* [SOURCE EXCERPT]:
Yesterday, I mentioned that I am the inventor of the peanut butter and tuna fish sandwich.

This bit of culinary brilliance was born of necessity.

As a kid, my mother occasionally served us tuna fish sandwiches for lunch. Rightfully despising mayonnaise more than almost any other food product on the planet, my sandwiches consisted of tuna on white bread.

Nothing more.

Lacking any binding agent, the tuna in my sandwich would simply fall out whenever I lifted it off the plate, making it difficult and annoying to eat.

One day, as my mother was making our lunch, I saw a can of tuna fish sitting beside a jar of peanut butter, and I had an inspiration. I took a dollop of peanut butter and popped it into the microwave for a few seconds, just long enough to soften it a bit, then I mixed it with tuna fish before placing it on my Wonder bread.

The peanut butter and tuna fish sandwich was born.

And it was good.

The typical reaction when I mention this sandwich is disgust, but this annoys me for two reasons:

  1. People have told me I should like more food, try more foods, and give more food a chance. Yet when I suggest that they might find this sandwich tasty, people refuse to even consider the possibility.

* [SUPPLIED INFORMATION]:
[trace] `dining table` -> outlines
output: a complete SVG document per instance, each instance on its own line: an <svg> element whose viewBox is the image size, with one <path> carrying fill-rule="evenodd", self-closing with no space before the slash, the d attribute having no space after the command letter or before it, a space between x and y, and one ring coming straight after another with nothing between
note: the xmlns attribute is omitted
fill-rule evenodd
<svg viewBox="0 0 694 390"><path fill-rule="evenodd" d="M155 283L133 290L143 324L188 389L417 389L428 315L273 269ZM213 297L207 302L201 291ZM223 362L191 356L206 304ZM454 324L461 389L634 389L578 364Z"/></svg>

* [INSTRUCTIONS]:
(a) In the sandwich post, what did the writer do to the peanut butter before mixing it with the tuna?
(b) According to the sandwich post, why was the writer's childhood tuna sandwich hard to eat?
(c) Continue the sandwich post from its last line, picking up with the next point in its numbered list.

* [EXPECTED ANSWERS]:
(a) The writer microwaved a dollop of it for a few seconds to soften it a bit.

(b) The writer hated mayonnaise, so the sandwich was only tuna on white bread with nothing to hold it together. Without a binding agent, the tuna fell out whenever the sandwich was lifted off the plate.

(c)
  2. People eat raw fish on a regular basis. Bull testicles. Olive loaf. Jello salad. Chitlins. Many of these foods probably seemed disgusting to you at some point (and some might still sound disgusting), but they are all regularly eaten in this country. You’re almost certainly eating food today that you once thought would be awful. Is peanut butter and tuna fish really all that different?

For the record, I’ve served friends peanut butter and tuna fish. Years ago, I designed and operated a race for my friends, modeled after the television show The Amazing Race. Teams of two raced around town, completing tasks and taking on challenges. It was great fun and even better when Elysha became involved after the first year.

Each one of my races had a theme. One year, the theme was me:

Tasks and challenges related to my life. One of my tasks was to eat a peanut butter and tuna fish sandwich. At least two people participating in that race admitted to liking the sandwich, and I have served it to several others since then.

As far as I know, at least two people still eat peanut butter and tuna fish sandwiches regularly.

I’m not saying you will like peanut butter and tuna fish sandwiches. I merely suggesting that you have an open mind about the thing. If you’re willing to try raw squid or partake in ice cream that tastes like leftover cereal milk or pretend that green bean casserole is little more than a Trojan horse for Campbell’s cream of mushroom soup, maybe you could give my creation a chance.

Or at least not mock it until you’ve tried it.